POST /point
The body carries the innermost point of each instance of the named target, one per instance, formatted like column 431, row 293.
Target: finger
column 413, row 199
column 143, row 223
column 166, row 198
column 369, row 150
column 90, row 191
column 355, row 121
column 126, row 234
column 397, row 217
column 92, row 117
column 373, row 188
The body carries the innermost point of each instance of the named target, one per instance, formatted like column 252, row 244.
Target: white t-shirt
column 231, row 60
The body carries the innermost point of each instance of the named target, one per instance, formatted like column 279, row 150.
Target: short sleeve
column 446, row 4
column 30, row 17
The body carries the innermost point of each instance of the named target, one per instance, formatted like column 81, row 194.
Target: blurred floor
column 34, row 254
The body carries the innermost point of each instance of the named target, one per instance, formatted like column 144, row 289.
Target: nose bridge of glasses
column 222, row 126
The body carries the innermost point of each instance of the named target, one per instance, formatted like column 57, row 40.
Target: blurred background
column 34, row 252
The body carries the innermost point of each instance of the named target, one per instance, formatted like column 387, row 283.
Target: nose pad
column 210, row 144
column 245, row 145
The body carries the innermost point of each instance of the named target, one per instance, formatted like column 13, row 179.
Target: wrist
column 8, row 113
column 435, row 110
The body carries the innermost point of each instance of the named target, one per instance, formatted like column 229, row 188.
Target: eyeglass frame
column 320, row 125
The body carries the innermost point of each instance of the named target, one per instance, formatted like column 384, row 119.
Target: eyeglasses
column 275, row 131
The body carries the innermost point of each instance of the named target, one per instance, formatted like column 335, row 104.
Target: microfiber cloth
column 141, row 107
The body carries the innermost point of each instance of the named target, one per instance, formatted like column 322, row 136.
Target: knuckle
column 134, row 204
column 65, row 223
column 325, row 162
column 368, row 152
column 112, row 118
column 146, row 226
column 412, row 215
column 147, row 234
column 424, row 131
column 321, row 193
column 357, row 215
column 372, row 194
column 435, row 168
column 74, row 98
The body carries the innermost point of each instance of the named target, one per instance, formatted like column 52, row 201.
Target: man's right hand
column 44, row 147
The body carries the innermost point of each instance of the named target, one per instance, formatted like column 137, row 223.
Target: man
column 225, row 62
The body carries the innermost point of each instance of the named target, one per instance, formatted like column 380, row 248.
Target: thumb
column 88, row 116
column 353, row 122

* _The task_:
Revise the lines of the listing above, starting at the line that contains "335, row 104." and ending at the line that contains "column 74, row 98", so that "microfiber cloth" is replaced by "cleaning cloth" and all other text stays unchanged; return only those lines.

* _Result of the exercise_:
The body carries the innermost point of each instance of the named target, one per instance, formatted like column 335, row 104.
Target: cleaning cloth
column 141, row 107
The body carries the innermost point of each instance of the named target, one per instance, formatted like column 322, row 136.
Target: knuckle
column 134, row 204
column 65, row 223
column 325, row 162
column 368, row 152
column 112, row 118
column 146, row 226
column 412, row 215
column 147, row 234
column 424, row 131
column 321, row 193
column 357, row 215
column 372, row 194
column 435, row 168
column 74, row 98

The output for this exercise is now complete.